About this task: Copy out, from the entries below, each line holding the string "trunk".

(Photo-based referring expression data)
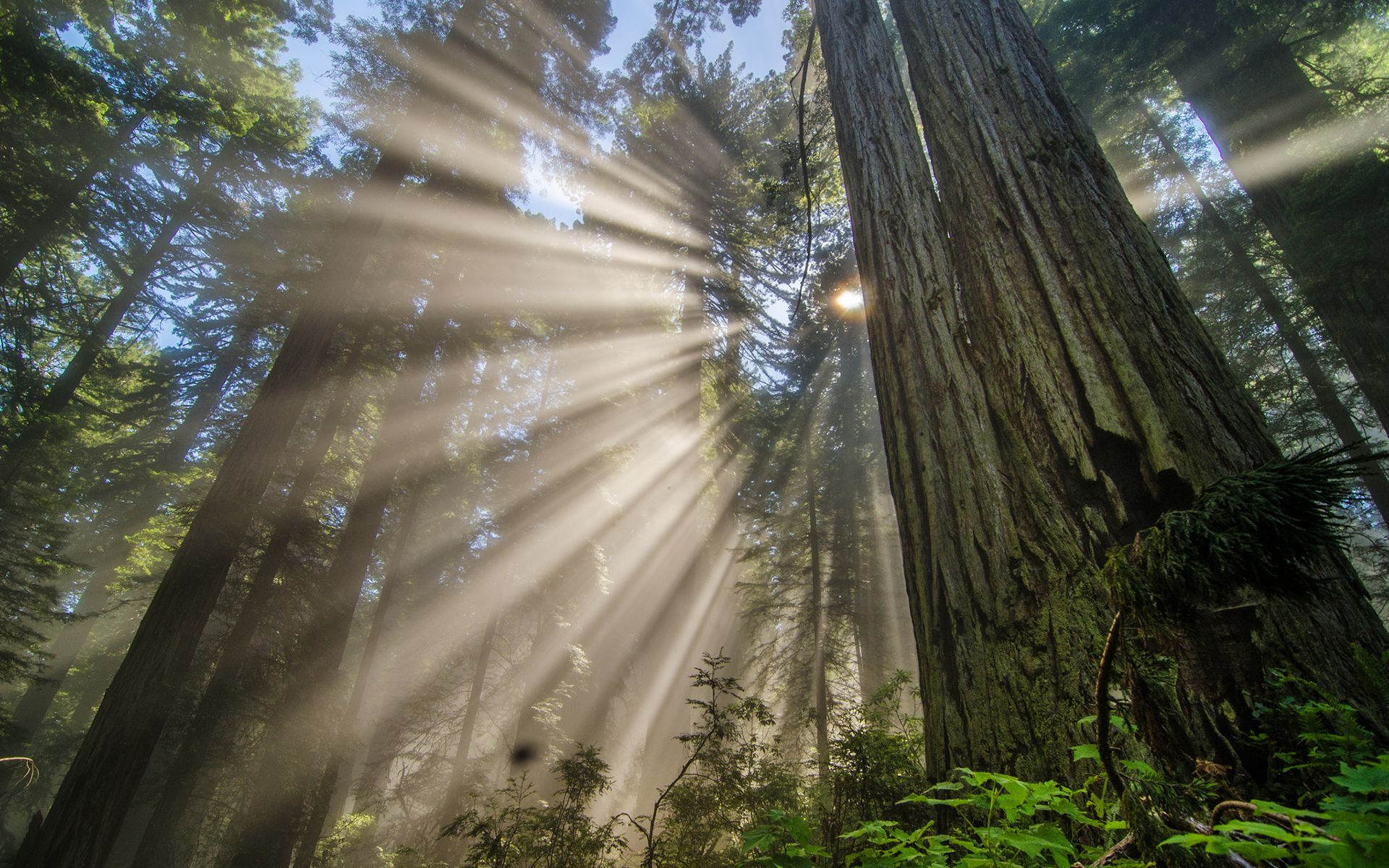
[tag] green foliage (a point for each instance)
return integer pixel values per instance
(1266, 528)
(1351, 830)
(1309, 738)
(995, 820)
(513, 828)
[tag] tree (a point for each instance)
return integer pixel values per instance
(1045, 389)
(1313, 179)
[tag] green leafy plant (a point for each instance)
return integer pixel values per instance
(1351, 830)
(999, 821)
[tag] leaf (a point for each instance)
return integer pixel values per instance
(1256, 851)
(1085, 752)
(1372, 778)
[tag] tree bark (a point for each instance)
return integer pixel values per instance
(157, 848)
(327, 800)
(1324, 391)
(271, 825)
(451, 804)
(39, 425)
(102, 780)
(1254, 99)
(1046, 391)
(31, 710)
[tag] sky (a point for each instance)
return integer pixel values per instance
(757, 46)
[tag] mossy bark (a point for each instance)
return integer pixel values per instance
(1045, 389)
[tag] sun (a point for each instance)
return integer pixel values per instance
(851, 299)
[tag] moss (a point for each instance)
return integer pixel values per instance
(1265, 529)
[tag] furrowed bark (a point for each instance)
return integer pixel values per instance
(157, 848)
(31, 710)
(1324, 391)
(1109, 403)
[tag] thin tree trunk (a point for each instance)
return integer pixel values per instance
(451, 804)
(1254, 98)
(157, 848)
(46, 221)
(270, 828)
(90, 804)
(817, 613)
(31, 710)
(327, 800)
(1324, 391)
(39, 425)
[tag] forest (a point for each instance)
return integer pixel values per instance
(694, 434)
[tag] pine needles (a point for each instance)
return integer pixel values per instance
(1265, 529)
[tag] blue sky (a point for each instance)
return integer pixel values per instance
(756, 45)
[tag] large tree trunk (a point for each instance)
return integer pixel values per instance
(1254, 101)
(270, 827)
(1324, 391)
(31, 710)
(1045, 389)
(102, 780)
(157, 848)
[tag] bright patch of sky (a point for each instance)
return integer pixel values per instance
(757, 46)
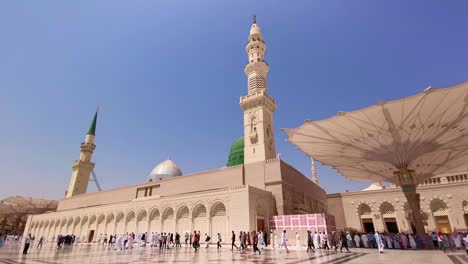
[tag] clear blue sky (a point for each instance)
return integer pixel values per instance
(168, 75)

Your response:
[tag] thin tree trunk (a point for each instance)
[tag] large tree trunk (a point for each instance)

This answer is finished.